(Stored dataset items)
* * * * * * *

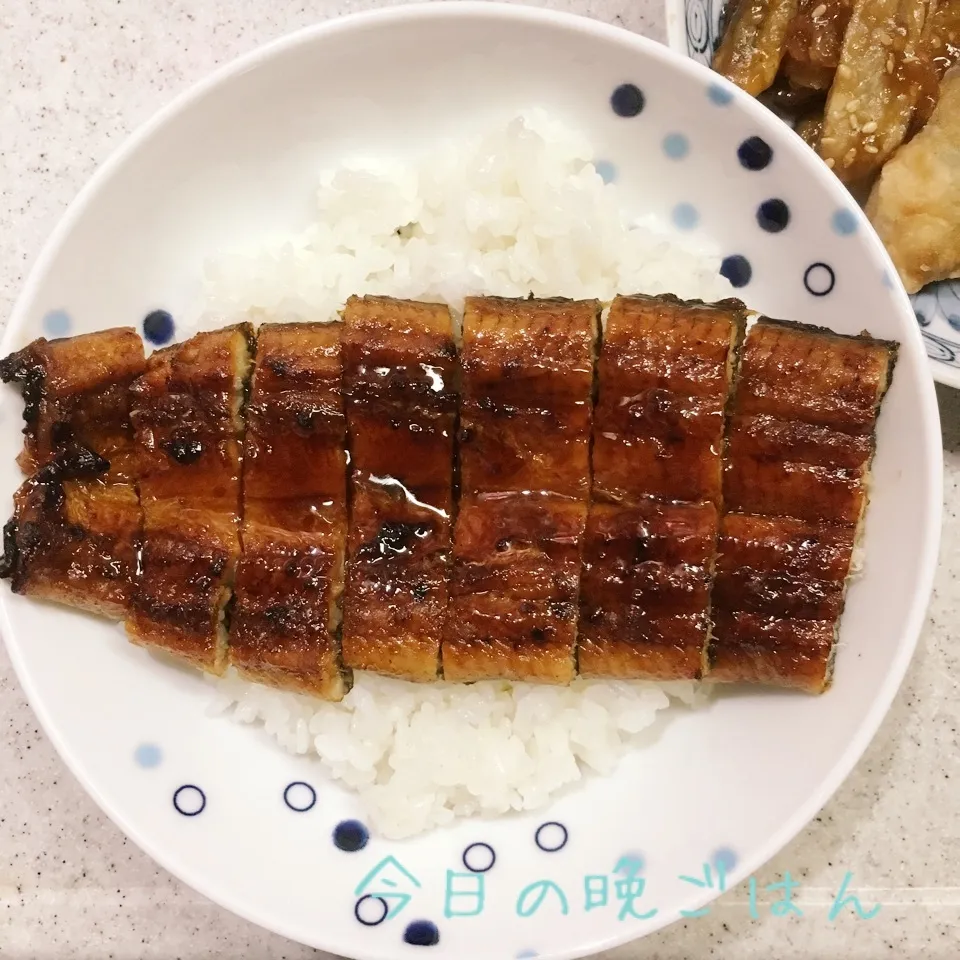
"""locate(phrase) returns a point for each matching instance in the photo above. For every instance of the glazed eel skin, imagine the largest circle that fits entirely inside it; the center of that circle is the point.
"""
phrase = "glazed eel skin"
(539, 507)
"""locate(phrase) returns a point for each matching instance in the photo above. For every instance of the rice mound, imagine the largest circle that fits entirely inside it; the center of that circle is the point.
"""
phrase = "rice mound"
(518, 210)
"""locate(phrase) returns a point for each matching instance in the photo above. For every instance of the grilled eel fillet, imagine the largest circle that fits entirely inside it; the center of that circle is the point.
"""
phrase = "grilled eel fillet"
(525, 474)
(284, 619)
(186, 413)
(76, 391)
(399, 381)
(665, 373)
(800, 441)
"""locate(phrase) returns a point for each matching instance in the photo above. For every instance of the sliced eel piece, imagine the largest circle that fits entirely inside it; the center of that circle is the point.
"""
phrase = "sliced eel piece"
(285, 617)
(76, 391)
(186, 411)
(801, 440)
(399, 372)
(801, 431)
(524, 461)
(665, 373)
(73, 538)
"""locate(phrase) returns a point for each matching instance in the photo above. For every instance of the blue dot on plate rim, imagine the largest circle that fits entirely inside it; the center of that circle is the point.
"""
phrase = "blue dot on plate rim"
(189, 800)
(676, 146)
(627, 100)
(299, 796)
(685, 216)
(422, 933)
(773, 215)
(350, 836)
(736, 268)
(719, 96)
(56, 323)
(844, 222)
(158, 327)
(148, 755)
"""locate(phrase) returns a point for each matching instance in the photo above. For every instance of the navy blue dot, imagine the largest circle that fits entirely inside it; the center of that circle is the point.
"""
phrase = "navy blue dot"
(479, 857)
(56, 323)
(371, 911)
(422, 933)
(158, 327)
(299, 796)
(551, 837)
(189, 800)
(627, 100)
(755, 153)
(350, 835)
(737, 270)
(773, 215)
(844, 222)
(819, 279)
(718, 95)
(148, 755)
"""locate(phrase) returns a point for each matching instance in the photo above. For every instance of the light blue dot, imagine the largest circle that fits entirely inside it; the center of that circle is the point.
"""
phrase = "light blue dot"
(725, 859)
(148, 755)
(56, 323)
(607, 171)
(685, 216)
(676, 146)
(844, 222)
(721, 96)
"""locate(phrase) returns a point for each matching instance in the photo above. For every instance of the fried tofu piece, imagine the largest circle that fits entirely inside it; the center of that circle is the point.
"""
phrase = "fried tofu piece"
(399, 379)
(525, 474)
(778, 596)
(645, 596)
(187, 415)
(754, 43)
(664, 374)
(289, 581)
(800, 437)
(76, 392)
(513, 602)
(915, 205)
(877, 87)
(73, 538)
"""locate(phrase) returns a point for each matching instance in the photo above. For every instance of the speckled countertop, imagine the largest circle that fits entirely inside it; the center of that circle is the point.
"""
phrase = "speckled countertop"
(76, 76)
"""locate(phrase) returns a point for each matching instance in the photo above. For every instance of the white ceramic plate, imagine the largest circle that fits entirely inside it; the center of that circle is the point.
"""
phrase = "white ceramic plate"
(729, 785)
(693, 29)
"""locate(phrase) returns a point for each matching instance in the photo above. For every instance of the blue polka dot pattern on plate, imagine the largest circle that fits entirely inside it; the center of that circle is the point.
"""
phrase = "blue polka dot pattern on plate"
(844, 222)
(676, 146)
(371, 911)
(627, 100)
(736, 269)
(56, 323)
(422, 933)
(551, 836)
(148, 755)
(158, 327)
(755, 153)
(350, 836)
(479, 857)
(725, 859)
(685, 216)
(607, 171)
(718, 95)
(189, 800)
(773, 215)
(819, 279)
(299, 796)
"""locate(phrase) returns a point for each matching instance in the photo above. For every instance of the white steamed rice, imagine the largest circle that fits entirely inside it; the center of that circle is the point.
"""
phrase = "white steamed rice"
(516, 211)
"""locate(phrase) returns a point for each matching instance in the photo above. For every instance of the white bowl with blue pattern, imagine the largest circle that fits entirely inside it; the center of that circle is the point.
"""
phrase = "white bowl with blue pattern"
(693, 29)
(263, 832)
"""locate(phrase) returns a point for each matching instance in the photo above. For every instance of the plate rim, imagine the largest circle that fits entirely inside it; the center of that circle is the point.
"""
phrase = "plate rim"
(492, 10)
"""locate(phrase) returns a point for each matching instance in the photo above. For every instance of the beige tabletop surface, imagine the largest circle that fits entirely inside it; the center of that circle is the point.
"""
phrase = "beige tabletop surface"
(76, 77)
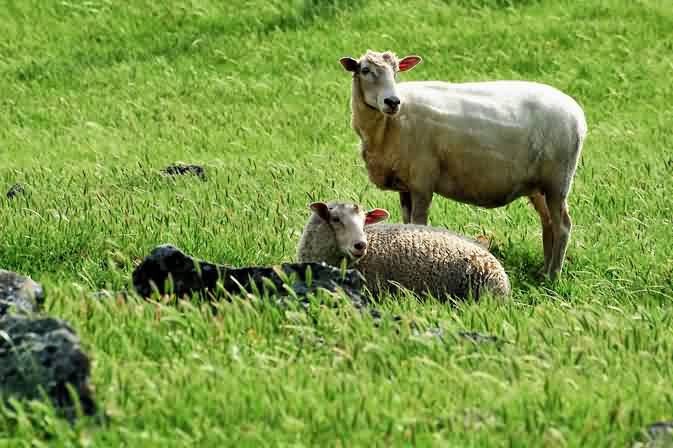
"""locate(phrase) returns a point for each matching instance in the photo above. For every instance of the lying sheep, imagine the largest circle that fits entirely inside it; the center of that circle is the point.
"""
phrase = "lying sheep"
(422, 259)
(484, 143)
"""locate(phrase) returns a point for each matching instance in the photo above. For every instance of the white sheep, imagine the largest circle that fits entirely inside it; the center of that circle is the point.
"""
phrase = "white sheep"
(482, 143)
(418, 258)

* * * * * * *

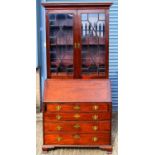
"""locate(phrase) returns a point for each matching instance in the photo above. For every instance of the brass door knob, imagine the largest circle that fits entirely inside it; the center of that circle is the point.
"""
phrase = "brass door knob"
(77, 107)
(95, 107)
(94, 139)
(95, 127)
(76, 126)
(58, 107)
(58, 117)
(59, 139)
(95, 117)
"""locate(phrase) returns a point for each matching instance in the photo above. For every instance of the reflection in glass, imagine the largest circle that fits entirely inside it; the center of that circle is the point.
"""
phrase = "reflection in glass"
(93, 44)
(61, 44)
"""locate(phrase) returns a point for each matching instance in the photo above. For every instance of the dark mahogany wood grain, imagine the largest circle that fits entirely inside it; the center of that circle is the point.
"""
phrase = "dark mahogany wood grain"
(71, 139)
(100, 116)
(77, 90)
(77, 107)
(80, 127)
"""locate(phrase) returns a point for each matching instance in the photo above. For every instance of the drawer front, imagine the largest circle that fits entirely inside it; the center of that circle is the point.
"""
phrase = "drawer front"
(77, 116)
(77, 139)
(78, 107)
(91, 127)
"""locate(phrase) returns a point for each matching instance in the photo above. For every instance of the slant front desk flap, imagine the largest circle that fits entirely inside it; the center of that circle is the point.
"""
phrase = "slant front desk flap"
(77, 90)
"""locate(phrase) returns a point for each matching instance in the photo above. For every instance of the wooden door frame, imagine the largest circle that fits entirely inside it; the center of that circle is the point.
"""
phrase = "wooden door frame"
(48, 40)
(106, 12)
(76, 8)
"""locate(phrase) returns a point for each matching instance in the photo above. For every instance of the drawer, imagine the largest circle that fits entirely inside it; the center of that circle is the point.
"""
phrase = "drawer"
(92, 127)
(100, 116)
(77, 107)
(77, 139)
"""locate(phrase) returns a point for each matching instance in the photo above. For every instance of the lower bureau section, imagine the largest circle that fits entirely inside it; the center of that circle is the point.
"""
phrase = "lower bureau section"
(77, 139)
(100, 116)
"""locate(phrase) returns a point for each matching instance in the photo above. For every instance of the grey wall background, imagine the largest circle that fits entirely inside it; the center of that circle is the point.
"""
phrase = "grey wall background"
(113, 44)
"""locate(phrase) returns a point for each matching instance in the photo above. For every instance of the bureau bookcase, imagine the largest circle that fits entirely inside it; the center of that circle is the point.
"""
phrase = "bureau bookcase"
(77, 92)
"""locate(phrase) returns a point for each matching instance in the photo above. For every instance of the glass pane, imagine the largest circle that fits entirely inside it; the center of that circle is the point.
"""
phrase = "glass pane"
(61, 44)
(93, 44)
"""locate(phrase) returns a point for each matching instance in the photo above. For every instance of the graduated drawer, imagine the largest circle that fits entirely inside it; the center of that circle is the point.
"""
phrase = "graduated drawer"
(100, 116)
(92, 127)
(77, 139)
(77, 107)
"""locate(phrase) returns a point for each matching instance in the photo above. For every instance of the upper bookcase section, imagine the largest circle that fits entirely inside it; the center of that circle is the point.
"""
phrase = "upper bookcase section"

* * * * * * *

# Your goal
Whenever the word "upper" shows up in a line of the entries, copy that line.

# Output of the exercise
"""locate(phrase) returns a point for each matching instance in the photo above. For every instance of the upper bookcase section, imagine the largest circle that fits entirely inside it; the center of that circle is the point.
phrase = "upper bookcase section"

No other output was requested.